EXERCISE DIRECTIONS: Using the entries below, transcribe exactly the line containing "butterfly antenna club" and each line that follows it to the end.

### RECORDS SHOWN

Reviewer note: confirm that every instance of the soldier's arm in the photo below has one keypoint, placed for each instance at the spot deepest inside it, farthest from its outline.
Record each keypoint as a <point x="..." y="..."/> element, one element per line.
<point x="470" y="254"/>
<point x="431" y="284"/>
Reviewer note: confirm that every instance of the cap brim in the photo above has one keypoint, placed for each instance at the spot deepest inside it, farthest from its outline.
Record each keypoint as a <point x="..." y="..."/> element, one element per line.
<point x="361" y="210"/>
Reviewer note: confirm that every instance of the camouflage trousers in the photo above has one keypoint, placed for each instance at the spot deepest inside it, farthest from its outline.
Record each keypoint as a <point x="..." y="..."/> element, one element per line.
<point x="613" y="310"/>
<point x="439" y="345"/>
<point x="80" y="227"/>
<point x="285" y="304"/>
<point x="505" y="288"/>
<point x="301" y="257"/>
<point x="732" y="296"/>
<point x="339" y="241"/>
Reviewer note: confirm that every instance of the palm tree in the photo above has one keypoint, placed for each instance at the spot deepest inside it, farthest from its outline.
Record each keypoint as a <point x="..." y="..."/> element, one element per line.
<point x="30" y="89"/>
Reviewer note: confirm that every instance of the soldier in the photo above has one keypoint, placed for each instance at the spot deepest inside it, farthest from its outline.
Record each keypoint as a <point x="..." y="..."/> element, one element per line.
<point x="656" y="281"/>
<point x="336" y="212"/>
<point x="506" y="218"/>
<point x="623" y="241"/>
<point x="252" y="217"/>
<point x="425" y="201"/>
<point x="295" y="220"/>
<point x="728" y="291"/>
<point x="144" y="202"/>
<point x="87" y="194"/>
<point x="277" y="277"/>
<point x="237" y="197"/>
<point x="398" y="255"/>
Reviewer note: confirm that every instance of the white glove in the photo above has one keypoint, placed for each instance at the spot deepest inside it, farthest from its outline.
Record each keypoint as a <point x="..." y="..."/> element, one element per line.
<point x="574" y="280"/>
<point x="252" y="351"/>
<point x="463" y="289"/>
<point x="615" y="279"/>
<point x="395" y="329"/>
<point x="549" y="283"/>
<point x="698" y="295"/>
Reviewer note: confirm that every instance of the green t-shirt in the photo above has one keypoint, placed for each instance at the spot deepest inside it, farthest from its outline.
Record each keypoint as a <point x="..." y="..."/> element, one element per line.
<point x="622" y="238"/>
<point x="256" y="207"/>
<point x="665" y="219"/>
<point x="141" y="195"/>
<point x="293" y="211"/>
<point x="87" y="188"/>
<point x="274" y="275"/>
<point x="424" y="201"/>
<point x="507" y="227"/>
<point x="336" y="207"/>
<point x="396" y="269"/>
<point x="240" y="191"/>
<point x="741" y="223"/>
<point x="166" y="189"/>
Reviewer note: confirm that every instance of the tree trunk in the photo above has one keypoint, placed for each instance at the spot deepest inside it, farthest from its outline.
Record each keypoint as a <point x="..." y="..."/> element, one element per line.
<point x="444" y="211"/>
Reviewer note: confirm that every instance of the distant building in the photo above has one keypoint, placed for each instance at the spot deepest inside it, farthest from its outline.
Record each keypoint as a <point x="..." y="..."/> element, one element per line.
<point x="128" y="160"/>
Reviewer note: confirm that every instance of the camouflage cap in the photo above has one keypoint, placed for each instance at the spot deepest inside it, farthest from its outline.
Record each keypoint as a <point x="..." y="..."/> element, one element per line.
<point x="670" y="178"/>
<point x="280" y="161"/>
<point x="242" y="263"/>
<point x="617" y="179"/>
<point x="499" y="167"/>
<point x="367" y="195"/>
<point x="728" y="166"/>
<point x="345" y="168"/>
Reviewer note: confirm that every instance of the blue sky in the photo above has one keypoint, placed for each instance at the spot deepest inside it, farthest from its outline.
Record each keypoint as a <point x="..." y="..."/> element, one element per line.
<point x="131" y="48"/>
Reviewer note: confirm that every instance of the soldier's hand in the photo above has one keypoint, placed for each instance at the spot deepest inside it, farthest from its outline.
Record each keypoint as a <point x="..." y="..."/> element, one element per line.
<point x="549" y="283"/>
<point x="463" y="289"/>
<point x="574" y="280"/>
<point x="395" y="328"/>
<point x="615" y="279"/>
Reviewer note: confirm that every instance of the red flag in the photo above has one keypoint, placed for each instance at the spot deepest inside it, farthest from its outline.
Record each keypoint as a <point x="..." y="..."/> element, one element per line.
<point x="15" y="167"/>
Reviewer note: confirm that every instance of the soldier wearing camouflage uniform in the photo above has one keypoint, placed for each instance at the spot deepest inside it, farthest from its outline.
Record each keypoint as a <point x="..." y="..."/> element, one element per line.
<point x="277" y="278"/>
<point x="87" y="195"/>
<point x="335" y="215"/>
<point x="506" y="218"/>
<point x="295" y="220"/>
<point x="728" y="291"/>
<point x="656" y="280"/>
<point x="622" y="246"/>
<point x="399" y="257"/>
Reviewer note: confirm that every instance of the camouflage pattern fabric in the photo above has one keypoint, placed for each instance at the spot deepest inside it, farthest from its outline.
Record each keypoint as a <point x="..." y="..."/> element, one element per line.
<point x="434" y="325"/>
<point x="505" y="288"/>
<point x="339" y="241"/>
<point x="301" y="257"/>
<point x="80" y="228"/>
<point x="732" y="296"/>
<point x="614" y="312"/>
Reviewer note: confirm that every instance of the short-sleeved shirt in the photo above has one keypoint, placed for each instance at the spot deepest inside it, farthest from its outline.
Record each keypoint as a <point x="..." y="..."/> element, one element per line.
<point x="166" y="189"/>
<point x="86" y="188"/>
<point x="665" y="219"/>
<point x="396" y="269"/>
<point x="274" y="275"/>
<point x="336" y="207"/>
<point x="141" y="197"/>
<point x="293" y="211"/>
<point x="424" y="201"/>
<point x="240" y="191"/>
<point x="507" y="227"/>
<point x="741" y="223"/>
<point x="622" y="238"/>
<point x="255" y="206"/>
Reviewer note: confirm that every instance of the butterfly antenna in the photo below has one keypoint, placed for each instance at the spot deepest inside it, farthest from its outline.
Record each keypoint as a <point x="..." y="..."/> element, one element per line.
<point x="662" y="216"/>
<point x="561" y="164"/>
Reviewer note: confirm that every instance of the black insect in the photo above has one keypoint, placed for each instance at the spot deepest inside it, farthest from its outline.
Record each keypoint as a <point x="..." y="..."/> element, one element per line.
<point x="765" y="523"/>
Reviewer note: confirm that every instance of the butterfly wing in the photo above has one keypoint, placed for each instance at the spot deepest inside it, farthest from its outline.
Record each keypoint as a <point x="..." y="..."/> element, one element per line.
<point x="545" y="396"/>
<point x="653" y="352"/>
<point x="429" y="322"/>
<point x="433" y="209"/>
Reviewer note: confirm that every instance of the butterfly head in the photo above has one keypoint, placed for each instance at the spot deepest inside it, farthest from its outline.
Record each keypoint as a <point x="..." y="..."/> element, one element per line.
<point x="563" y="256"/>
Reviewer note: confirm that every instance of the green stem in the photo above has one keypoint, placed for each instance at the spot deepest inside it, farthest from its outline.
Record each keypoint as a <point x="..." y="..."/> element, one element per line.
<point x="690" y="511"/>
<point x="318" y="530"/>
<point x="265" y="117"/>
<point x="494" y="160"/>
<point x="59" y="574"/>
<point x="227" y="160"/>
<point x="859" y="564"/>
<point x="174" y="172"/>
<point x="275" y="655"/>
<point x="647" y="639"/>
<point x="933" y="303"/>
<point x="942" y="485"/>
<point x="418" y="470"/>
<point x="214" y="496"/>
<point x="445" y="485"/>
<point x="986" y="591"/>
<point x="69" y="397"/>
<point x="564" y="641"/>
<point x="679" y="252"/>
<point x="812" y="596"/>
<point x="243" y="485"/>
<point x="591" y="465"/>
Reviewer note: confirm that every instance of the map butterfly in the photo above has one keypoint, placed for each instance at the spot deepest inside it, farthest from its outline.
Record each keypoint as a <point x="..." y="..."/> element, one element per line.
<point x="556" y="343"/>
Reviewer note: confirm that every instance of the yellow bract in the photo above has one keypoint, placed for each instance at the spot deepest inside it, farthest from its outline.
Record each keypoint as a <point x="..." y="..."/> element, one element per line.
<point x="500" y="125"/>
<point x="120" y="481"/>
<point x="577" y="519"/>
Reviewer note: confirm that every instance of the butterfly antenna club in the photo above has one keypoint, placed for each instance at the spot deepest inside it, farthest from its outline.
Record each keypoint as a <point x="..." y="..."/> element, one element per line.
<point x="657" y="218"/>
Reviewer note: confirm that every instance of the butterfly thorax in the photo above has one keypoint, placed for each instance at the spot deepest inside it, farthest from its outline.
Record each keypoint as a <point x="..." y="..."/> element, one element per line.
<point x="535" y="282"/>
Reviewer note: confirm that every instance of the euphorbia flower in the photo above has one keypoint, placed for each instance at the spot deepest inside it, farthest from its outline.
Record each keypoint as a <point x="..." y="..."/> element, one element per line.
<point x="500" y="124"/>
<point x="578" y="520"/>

######

TASK OUTPUT:
Reviewer note: confirm that every instance of the butterfly antenna club in the photo above has one keypoint, placed for each instance at the spot deepest inside it, farthest from its outline.
Record each keypoint as a <point x="..." y="..."/> element, one element per line.
<point x="657" y="218"/>
Reviewer note: confirm that every instance of the butterfly thorax in the photo above has one keypoint, placed for each instance at the spot deepest inside it, farthest from its outline.
Record each keypoint as a <point x="..." y="..."/> element, one element per line.
<point x="535" y="282"/>
Reviewer note: confirm that every instance of the euphorbia flower in the photo above has one keypoint, placed for each instance at the spot deepest inside it, farthest from its outline.
Record each keypoint as a <point x="..." y="..."/> element, one element per line.
<point x="500" y="124"/>
<point x="578" y="520"/>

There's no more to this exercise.